◆ **Task list**:
**1.** According to the TTSKit page, where are the models hosted?
**2.** Do these statements agree with the TTSKit page? Answer yes or no for each and quote the deciding words.
(a) The 1.7B model runs on both macOS and iOS.
(b) TTSKit offers 9 built-in voices across 10 languages.
(c) TTSKit requires Xcode 15.0 or later.

◆ **Text segment**:

Skip to main content
TTSKit is an on-device text-to-speech framework built on Core ML. It runs Qwen3 TTS models entirely on Apple silicon with real-time streaming playback, no server required.

Quick Start

import TTSKit

Task {
    let tts = try await TTSKit()
    let result = try await tts.generate(text: "Hello from TTSKit!")
    print("Generated \(result.audioDuration)s of audio at \(result.sampleRate)Hz")
}
TTSKit() automatically downloads the default 0.6B model on first run, loads the tokenizer and six CoreML models concurrently, and is ready to generate.

Requirements

  • macOS 15.0 or later
  • iOS 18.0 or later
  • Xcode 16.0 or later

Features

Real-Time Streaming

Generate and play audio frame-by-frame with adaptive buffering

Multiple Voices

9 built-in voices across 10 languages

Concurrent Generation

Automatic text chunking with parallel generation

Style Control

Natural-language prosody instructions (1.7B model)

Model Variants

TTSKit ships two model sizes:
ModelSizePlatformsFeatures
0.6B~1 GBmacOS, iOSFast, runs on all devices
1.7B~2.2 GBmacOS onlyHigher quality, style instructions
// Fast, runs on all platforms
let tts = try await TTSKit(TTSKitConfig(model: .qwen3TTS_0_6b))

// Higher quality, macOS only
let tts = try await TTSKit(TTSKitConfig(model: .qwen3TTS_1_7b))
Models are hosted on HuggingFace and cached locally after the first download.

Architecture

TTSKit follows the same component-based architecture as WhisperKit. The pipeline consists of six model components:
public class TTSKit {
    // Model components (protocol-typed, swappable)
    public var textProjector: any TextProjecting
    public var codeEmbedder: any CodeEmbedding
    public var multiCodeEmbedder: any MultiCodeEmbedding
    public var codeDecoder: any CodeDecoding
    public var multiCodeDecoder: any MultiCodeDecoding
    public var speechDecoder: any SpeechDecoding
    public var tokenizer: (any Tokenizer)?
}
Each component can be swapped at runtime:
let config = TTSKitConfig(load: false)

◆ **Extracted data**:
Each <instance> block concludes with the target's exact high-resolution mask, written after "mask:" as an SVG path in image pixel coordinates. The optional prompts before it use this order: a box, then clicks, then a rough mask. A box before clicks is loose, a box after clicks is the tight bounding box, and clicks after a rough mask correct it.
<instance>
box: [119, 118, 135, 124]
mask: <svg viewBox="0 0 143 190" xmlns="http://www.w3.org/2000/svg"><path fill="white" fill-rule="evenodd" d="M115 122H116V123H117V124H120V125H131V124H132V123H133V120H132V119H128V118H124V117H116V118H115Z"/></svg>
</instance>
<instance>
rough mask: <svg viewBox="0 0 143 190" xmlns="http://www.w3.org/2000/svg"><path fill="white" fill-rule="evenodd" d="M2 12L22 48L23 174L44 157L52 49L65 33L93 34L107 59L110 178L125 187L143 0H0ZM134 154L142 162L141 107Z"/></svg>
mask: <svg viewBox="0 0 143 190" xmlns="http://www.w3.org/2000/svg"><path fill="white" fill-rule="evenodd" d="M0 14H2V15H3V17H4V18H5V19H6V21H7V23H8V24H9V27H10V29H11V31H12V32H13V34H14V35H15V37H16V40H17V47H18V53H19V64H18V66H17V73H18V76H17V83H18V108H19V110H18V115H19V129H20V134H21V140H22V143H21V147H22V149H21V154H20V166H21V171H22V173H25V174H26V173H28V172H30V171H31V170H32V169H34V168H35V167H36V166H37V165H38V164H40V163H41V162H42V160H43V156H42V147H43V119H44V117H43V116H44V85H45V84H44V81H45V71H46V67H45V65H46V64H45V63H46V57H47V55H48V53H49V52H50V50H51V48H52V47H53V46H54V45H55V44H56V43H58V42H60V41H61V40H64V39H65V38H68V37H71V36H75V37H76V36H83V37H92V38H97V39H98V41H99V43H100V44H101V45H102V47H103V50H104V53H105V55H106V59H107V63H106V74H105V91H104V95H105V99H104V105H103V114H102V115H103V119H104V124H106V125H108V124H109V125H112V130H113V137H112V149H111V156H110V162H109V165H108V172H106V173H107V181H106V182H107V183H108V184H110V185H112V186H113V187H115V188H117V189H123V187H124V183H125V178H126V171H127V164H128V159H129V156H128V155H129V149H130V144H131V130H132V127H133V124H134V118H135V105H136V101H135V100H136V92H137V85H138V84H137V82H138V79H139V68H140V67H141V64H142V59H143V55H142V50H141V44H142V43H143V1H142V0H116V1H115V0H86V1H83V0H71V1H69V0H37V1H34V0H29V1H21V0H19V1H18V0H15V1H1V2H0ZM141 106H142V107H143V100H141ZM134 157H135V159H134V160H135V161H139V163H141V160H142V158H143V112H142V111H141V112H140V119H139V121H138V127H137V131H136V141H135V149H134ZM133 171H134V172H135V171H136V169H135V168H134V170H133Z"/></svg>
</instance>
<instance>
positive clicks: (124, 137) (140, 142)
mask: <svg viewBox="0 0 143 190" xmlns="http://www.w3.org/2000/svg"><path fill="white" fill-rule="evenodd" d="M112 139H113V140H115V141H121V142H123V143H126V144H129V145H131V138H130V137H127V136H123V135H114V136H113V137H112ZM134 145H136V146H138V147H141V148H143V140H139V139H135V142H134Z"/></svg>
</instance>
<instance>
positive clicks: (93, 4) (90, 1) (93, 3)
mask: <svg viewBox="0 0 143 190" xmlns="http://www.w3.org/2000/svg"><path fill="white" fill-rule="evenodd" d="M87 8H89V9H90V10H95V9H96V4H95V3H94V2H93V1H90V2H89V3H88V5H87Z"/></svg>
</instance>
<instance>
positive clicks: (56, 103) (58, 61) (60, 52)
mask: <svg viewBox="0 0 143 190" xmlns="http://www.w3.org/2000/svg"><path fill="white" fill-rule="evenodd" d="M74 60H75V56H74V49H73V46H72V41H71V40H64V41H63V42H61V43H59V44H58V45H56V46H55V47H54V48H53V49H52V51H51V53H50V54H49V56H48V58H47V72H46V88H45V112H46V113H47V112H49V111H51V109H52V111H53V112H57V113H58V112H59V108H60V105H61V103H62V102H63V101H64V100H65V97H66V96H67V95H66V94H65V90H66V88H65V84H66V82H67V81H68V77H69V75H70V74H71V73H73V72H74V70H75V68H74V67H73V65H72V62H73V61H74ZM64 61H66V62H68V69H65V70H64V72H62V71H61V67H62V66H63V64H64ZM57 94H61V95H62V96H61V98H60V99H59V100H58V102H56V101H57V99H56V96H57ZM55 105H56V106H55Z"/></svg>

◆ **Results for the exercise**:
**1.** On HuggingFace, and they are cached locally after the first download.

**2.**
(a) No: "Higher quality, macOS only"
(b) Yes: "9 built-in voices across 10 languages"
(c) No: "Xcode 16.0 or later"